-- start --

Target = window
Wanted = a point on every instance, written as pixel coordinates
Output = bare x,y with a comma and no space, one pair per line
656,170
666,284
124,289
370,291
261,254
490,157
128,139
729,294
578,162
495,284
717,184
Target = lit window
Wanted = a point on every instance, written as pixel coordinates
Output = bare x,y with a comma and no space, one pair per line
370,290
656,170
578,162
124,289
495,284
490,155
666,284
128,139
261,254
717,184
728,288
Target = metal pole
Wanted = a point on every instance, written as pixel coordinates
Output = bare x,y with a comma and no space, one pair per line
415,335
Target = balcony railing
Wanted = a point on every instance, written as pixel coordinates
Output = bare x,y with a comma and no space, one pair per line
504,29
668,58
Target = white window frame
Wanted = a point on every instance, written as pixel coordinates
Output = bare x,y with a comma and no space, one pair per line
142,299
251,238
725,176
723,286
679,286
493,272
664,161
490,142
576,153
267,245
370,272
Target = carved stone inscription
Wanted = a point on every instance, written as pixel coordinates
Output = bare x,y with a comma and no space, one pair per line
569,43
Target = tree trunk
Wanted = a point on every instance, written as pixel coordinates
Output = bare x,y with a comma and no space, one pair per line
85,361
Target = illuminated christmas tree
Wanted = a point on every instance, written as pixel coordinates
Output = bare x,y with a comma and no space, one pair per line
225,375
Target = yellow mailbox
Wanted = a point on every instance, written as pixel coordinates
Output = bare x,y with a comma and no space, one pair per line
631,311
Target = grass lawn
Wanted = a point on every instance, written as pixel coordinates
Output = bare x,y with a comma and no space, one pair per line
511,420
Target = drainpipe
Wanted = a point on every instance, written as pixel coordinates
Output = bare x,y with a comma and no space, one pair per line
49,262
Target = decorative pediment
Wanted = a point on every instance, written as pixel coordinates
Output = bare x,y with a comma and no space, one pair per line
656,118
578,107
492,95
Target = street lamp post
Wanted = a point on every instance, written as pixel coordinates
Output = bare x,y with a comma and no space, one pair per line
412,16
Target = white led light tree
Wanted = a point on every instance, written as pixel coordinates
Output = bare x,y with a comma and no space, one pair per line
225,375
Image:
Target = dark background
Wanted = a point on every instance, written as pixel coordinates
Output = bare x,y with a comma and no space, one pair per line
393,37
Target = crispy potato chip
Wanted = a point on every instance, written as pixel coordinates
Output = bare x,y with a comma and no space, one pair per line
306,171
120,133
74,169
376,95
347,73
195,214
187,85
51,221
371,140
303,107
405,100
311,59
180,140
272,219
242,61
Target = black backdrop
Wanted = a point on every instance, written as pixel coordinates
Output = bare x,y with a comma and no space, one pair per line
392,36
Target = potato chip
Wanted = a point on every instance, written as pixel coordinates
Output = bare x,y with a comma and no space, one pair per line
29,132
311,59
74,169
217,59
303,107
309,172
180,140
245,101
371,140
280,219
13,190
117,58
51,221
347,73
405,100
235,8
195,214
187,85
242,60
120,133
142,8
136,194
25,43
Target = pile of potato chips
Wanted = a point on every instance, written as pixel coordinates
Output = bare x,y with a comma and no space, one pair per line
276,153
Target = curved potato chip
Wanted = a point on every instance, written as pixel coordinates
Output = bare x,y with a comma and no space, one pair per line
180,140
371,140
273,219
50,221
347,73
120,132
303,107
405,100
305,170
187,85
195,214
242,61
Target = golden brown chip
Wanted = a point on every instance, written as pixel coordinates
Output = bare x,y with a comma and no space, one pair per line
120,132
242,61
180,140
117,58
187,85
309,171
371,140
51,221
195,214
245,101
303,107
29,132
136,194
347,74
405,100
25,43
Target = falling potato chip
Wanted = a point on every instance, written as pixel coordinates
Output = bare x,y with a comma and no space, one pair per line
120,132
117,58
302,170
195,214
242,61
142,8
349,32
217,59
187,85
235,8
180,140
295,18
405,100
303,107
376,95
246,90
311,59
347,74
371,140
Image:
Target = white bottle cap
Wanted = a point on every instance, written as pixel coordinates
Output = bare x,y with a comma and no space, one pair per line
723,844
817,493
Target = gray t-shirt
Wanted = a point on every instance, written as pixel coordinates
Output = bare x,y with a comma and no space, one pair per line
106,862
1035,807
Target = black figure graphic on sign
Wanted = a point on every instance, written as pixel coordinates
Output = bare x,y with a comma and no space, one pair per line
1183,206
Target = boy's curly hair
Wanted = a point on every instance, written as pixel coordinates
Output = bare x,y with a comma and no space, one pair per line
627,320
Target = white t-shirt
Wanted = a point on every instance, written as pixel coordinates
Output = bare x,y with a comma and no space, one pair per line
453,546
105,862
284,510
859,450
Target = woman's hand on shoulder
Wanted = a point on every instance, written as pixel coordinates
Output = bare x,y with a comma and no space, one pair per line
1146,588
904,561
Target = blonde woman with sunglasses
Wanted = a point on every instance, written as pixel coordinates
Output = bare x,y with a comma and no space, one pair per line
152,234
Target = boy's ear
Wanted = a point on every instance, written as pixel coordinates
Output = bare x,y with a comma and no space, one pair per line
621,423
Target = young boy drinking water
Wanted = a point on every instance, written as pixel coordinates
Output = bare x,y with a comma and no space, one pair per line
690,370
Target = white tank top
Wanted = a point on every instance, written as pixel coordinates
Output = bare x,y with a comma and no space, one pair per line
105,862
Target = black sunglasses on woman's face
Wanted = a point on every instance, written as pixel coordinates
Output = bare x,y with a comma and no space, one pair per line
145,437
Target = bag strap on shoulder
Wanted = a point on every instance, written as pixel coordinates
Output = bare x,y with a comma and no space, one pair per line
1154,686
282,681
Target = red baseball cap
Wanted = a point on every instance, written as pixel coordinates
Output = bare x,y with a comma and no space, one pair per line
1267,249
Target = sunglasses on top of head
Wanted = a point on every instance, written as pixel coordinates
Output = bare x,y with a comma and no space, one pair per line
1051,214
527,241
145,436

-- end --

> _OBJECTIVE_: Rewrite the entries from the line holding "Target = red baseball cap" through the end of the entries, inclusive, swapping "every instance" for "each instance" and leaving everything else unchanged.

> _ANSWER TO THIS EXERCISE_:
Target = red baseball cap
Wanted = a point on each instance, written as pixel coordinates
Output = bare x,y with a comma and no space, one pair per line
1267,249
Target = sunglasses on top of head
Wanted = a point on each instance, written as pixel coordinates
Output = bare x,y with a comma and no space, one pair per line
1051,214
527,241
145,436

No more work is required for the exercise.